> **EXERCISE PROMPT**: Beginning with the first line of the data below, reproduce every line unchanged, ending with the line that holds "Check that each instance of the wet".

Source records

..............................

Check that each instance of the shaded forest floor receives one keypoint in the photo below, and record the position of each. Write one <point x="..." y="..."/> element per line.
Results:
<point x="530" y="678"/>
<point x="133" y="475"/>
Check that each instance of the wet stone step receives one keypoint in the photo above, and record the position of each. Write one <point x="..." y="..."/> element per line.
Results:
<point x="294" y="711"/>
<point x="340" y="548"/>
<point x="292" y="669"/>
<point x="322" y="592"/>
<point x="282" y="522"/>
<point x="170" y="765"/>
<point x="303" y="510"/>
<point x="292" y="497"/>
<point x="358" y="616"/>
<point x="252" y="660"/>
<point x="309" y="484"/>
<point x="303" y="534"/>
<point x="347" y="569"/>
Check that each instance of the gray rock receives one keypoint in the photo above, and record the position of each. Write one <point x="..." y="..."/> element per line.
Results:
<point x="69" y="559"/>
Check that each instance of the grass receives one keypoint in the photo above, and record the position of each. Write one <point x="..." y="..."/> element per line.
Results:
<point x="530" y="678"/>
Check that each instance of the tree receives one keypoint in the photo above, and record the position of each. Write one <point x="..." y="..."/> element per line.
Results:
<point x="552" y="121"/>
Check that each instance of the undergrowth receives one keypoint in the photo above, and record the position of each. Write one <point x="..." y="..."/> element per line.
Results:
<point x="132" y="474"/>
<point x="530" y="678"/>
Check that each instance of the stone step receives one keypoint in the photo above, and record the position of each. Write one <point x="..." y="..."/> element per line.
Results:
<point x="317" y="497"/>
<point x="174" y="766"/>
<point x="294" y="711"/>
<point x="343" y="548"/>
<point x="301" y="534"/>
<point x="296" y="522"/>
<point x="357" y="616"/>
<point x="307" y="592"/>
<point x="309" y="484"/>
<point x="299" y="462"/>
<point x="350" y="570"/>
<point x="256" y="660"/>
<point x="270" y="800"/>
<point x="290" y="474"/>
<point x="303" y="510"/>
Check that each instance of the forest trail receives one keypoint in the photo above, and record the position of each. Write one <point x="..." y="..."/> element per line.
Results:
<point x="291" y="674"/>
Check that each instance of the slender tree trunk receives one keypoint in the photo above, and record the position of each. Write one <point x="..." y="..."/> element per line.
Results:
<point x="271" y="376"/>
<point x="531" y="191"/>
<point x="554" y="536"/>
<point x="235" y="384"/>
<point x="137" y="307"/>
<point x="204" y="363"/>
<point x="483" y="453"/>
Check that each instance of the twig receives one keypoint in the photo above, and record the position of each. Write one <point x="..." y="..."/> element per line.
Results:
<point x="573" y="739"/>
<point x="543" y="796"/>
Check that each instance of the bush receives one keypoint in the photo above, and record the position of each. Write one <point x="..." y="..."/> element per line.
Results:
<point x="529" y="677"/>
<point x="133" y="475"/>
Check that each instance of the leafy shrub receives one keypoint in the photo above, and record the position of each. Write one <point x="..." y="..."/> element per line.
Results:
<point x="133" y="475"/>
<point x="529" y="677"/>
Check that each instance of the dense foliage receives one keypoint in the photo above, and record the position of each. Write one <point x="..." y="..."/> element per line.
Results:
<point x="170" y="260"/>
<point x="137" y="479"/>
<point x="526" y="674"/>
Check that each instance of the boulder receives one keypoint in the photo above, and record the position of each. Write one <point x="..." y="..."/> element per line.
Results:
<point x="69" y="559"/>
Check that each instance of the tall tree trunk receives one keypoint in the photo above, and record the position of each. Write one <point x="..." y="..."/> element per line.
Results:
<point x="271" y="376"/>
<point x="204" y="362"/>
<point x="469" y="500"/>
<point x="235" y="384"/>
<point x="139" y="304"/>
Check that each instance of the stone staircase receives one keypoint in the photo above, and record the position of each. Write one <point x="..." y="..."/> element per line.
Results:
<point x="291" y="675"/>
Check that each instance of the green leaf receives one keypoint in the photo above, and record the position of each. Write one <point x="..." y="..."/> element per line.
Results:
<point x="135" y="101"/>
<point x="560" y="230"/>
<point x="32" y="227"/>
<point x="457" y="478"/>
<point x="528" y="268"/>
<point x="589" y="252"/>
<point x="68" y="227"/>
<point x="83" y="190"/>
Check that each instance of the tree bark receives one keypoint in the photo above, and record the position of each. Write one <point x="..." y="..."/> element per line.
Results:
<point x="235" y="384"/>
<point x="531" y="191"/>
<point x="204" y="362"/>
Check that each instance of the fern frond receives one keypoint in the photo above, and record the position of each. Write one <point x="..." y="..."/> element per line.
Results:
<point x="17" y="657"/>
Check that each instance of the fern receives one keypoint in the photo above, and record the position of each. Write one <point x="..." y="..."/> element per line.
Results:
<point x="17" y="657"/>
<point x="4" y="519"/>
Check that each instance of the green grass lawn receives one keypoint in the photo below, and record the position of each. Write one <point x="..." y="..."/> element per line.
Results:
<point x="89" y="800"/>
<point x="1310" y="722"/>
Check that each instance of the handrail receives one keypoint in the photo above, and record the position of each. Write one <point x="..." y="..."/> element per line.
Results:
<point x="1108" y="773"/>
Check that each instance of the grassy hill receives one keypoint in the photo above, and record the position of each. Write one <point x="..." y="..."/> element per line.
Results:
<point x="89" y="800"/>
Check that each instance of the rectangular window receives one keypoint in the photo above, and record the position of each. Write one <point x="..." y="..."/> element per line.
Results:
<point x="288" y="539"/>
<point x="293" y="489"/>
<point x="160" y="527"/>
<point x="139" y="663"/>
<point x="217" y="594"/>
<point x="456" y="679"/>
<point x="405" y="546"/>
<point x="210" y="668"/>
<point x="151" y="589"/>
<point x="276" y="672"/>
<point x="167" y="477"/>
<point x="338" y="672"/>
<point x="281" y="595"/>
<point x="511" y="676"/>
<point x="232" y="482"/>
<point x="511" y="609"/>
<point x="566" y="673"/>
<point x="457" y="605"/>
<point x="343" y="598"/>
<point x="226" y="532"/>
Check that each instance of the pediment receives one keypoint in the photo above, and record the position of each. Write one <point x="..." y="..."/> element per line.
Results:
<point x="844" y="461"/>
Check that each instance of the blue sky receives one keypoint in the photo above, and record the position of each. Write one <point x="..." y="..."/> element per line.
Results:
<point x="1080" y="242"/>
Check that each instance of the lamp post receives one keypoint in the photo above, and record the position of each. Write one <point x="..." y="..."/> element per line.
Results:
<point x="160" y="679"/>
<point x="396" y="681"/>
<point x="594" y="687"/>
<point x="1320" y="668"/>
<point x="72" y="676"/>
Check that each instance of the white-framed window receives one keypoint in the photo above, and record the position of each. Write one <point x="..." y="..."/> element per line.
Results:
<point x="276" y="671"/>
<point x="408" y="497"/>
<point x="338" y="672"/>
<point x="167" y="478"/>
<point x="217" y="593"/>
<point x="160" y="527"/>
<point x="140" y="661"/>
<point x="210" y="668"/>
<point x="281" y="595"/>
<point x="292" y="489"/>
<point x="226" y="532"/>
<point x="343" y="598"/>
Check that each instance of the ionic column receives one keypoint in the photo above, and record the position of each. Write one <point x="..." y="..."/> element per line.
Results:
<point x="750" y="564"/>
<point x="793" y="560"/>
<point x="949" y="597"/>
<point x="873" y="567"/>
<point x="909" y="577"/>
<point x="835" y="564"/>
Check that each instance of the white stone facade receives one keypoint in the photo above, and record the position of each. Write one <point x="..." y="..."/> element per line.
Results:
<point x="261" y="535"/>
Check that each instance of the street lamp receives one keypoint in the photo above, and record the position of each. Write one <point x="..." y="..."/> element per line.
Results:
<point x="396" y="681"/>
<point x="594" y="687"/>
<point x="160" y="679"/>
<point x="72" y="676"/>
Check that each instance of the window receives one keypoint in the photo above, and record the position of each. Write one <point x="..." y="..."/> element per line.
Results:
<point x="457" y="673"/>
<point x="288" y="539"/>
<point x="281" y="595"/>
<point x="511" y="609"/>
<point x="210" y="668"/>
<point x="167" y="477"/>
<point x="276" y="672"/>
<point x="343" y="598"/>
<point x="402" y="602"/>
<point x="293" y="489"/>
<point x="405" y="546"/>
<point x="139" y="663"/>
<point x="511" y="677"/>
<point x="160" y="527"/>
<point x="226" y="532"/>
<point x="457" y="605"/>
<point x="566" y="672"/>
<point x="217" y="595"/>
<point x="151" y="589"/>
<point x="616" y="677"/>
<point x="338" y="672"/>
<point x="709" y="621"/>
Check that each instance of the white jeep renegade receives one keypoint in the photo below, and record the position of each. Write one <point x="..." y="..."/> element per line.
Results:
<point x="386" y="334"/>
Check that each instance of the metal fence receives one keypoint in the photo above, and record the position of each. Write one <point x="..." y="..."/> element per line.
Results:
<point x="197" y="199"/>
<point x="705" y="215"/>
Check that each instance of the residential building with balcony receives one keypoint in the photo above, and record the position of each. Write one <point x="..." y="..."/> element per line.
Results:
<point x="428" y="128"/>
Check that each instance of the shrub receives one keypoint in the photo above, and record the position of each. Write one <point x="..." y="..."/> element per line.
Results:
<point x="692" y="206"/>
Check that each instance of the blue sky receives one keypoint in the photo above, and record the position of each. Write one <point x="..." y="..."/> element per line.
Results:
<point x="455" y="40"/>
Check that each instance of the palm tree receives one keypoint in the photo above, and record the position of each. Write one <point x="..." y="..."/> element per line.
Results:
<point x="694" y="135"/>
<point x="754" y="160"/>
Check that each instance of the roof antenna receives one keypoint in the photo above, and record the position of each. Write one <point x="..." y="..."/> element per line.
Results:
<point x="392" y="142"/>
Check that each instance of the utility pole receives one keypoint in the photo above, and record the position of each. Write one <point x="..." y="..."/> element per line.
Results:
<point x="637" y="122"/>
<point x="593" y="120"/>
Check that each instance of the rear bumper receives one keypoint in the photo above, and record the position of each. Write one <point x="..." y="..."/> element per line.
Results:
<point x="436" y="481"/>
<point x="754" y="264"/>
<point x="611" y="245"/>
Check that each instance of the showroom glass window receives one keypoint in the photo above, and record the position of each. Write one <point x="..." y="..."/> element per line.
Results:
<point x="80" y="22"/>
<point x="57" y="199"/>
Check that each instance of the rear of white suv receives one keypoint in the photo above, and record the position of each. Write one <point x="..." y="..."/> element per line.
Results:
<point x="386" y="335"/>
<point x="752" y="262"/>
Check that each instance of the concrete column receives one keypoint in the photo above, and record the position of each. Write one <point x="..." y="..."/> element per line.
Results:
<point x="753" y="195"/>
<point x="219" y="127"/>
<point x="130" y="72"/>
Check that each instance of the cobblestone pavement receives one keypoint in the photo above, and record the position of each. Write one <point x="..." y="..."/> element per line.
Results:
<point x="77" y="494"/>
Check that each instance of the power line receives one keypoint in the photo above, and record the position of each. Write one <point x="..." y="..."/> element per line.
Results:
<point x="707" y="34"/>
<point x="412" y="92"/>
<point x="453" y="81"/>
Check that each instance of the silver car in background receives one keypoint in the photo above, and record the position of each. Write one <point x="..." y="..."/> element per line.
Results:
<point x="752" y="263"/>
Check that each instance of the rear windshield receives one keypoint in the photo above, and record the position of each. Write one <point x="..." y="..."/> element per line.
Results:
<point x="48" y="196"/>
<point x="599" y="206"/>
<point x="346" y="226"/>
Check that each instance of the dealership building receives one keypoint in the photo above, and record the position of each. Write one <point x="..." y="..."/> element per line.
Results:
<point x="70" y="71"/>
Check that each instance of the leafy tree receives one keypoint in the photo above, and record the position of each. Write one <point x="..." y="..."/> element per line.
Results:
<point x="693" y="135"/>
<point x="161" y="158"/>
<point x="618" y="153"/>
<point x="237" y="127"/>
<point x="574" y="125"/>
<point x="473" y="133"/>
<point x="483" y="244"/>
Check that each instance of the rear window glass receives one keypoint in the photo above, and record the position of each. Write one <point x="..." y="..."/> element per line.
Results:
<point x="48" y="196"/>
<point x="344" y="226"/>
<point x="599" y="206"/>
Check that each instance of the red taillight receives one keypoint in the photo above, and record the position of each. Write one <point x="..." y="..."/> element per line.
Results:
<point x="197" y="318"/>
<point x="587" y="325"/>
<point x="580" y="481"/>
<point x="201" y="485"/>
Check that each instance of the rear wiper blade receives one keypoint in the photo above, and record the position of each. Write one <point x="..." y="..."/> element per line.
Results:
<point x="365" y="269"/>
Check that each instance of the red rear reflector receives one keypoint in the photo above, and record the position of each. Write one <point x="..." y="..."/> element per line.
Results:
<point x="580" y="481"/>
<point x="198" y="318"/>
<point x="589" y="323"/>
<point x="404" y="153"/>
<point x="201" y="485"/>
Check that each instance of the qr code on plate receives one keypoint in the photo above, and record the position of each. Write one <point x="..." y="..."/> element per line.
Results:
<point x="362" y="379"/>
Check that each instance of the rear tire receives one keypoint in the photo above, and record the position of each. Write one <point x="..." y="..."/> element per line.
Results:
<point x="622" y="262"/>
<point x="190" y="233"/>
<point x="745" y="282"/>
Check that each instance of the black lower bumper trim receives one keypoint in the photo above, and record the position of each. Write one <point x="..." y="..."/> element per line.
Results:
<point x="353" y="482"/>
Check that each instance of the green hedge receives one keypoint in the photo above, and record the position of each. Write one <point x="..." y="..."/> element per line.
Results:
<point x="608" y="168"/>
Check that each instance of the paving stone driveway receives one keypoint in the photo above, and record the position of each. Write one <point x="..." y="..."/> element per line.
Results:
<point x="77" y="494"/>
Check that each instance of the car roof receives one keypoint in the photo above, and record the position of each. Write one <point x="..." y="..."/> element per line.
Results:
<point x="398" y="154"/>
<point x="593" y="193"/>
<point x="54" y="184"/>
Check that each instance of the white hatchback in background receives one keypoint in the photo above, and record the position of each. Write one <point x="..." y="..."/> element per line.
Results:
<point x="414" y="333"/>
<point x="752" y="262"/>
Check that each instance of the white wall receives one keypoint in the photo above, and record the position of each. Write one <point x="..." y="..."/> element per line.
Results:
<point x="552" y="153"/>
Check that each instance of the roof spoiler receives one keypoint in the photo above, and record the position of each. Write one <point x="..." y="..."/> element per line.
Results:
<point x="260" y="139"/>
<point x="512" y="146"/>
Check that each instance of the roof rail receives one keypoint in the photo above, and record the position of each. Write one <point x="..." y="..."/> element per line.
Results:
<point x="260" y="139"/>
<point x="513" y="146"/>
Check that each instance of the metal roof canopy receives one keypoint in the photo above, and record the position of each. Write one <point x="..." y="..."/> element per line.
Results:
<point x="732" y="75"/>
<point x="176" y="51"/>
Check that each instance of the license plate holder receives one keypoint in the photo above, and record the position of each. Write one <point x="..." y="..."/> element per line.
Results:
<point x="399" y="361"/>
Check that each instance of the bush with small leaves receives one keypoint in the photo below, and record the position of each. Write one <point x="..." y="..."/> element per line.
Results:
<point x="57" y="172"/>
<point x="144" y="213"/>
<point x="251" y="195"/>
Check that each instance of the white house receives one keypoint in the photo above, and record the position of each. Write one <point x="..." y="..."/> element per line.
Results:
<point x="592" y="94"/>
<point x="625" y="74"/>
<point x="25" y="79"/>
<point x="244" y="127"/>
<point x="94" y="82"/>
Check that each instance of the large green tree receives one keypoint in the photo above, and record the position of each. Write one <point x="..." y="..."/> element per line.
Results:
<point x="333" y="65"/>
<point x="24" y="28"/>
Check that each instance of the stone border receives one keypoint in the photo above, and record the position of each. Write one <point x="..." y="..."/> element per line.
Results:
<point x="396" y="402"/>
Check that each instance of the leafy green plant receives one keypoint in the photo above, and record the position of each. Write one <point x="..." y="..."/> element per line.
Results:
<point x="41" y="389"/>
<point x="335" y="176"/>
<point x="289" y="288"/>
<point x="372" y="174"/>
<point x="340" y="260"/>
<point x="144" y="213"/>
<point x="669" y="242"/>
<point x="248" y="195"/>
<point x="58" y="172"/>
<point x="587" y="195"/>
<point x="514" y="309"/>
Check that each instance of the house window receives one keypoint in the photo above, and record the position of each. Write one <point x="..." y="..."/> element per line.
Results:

..............................

> **EXERCISE ANSWER**:
Check that each instance of the shaded forest floor receives one keypoint in the photo below, and record the position of each. Write one <point x="..." y="..."/> element per line.
Results:
<point x="530" y="678"/>
<point x="133" y="475"/>
Check that each instance of the wet stone step receives one keypoint in the photo above, and record the position of each. Write one <point x="..." y="..."/> element per line.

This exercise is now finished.